AIM OF THE TASK - Retype the records below exactly as they stand, omitting the pictures.
Content starts
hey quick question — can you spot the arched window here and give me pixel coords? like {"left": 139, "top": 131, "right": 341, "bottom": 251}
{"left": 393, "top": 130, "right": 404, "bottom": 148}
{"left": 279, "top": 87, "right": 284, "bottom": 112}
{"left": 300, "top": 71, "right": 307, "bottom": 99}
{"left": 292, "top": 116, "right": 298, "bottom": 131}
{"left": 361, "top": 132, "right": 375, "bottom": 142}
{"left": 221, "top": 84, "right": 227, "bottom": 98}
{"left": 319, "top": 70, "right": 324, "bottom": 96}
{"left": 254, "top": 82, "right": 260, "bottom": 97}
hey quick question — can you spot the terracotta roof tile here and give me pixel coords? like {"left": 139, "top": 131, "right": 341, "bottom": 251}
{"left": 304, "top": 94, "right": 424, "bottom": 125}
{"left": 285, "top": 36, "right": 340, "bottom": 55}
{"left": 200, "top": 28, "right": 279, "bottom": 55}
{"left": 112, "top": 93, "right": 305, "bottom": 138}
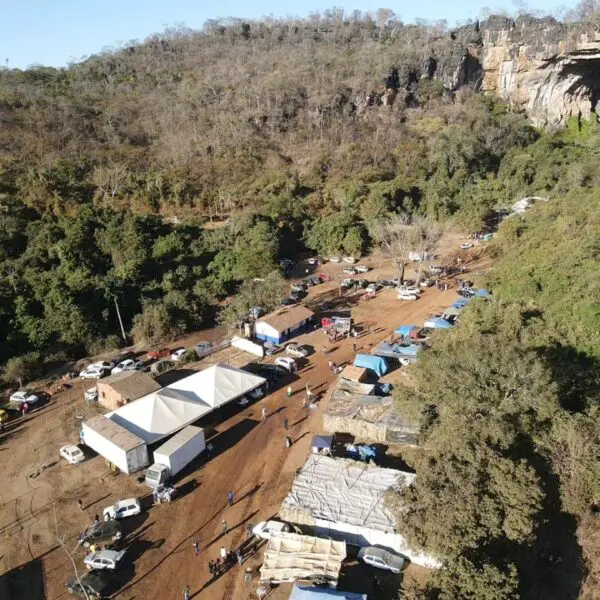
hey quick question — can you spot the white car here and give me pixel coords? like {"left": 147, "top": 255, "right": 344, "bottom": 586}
Content ends
SOLUTION TO THIS EXERCISE -
hey quick question — can you spot the arched window here and give me pixel coords? like {"left": 139, "top": 131, "right": 341, "bottom": 251}
{"left": 393, "top": 130, "right": 404, "bottom": 148}
{"left": 279, "top": 87, "right": 284, "bottom": 112}
{"left": 300, "top": 71, "right": 307, "bottom": 99}
{"left": 292, "top": 116, "right": 298, "bottom": 131}
{"left": 361, "top": 132, "right": 375, "bottom": 142}
{"left": 221, "top": 84, "right": 227, "bottom": 98}
{"left": 319, "top": 70, "right": 324, "bottom": 96}
{"left": 254, "top": 82, "right": 260, "bottom": 97}
hey quick question — can you spot the terracotta roof tile here and give me pixel coords? like {"left": 139, "top": 131, "right": 341, "bottom": 251}
{"left": 304, "top": 94, "right": 424, "bottom": 125}
{"left": 285, "top": 36, "right": 340, "bottom": 55}
{"left": 200, "top": 28, "right": 279, "bottom": 55}
{"left": 112, "top": 93, "right": 305, "bottom": 138}
hey quick question — can you spot the white car here and give me pixel coords? like {"left": 147, "top": 255, "right": 344, "bottom": 586}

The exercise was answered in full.